Passage to read

In considering collateral value, a reporting entity should consider factors such as perfection of the lien, lien-positioning, and potential changes in the collateral’s value.
In addition, if a financial asset is collateralised – and the reporting entity determines that foreclosure of the collateral is probable, the entity should measure expected credit losses based on the difference between the collateral’s fair value and amortised cost basis of the asset.
(iii) Legal certainty
- – In order for banks to obtain capital relief for any use of CRM techniques, the following minimum standards for legal documentation must be met:
- – All documentation used in collateralised transactions and for documenting on balance sheet netting, guarantees and credit derivatives must be binding on all parties and legally enforceable in all relevant jurisdictions. Banks must have conducted sufficient legal review to verify this – and have a well-founded legal basis to reach this conclusion and undertake such further review as necessary to ensure continuing enforceability.
Legal environment of collateral perfection and foreclosure in Ghana per the Laws of the Land
In considering the perfection of a collateral, based on Basel guidance one must first understand the legal laws in jurisdictions in relation to whether such collateral right can be enforced in the law courts of that country.
Security interests created in Ghana must be perfected to render them valid and enforceable against the grantor and as notice to the world. When a security interest in property is superior to other interests and claims to the property, it is said to be perfected. Put simply, perfection is the validation of legal documents. It involves the taking of additional steps to render the rights created under a legal document effective against third parties, and/or to retain its effectiveness in the event of default by a party. Generally, the collateral perfection process is as follows;
- Creating the mortgage: Security over land can be taken by way of a mortgage. The Mortgages Act 1972 (NRCD 96) governs the procedure for creating a mortgage. An instrument creating a mortgage over land in Ghana must be in writing and be signed by the mortgagor (or mortgagor’s duly appointed agent). The mortgage must state the name and address of the mortgagor and the mortgagee, the nature of the mortgagor’s interest, the identity and location of the mortgaged land, and the secured amount. In addition, the mortgagor must execute the mortgage before (i) a Commissioner of Oaths if executed in Ghana, or (ii) a public notary if executed outside Ghana.
- Search and due diligence: Search at the appropriate land registry or registries (and sometimes survey department) to find out the legal ownership of a property. Due diligence on the identity of the owner to ensure we are dealing with the right person or entity. Landed collateral process starts with search to verify ownership and if any encumbrance on the property.
- Creation: Drafting of legal documentation to enable the bank take security, signing the security and witnessing the signatures of the parties.
- Perfection: Payment of stamp-duty if required, consent if required, and registration at the appropriate land registry, BoG Collateral Registry or other government department.

Collected material

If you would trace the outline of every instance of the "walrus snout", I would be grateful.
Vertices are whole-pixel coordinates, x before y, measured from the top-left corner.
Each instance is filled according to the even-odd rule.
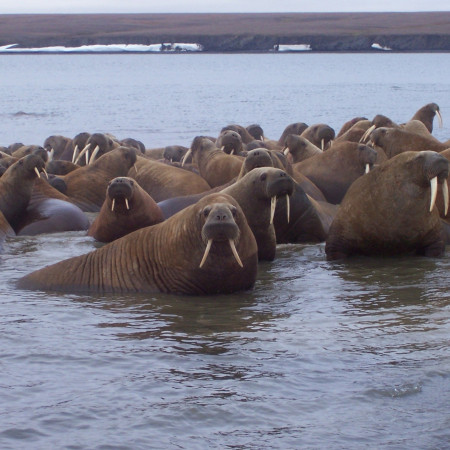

Brief
Could you edit the passage on collateral perfection in Ghana, starting at "Legal environment of" and ending at "of that country.", so that "law courts" becomes "courts of law", and give that part again? The lines above are separate material and have no connection to the passage on collateral perfection in Ghana.

Answer to the problem
Legal environment of collateral perfection and foreclosure in Ghana per the Laws of the Land
In considering the perfection of a collateral, based on Basel guidance one must first understand the legal laws in jurisdictions in relation to whether such collateral right can be enforced in the courts of law of that country.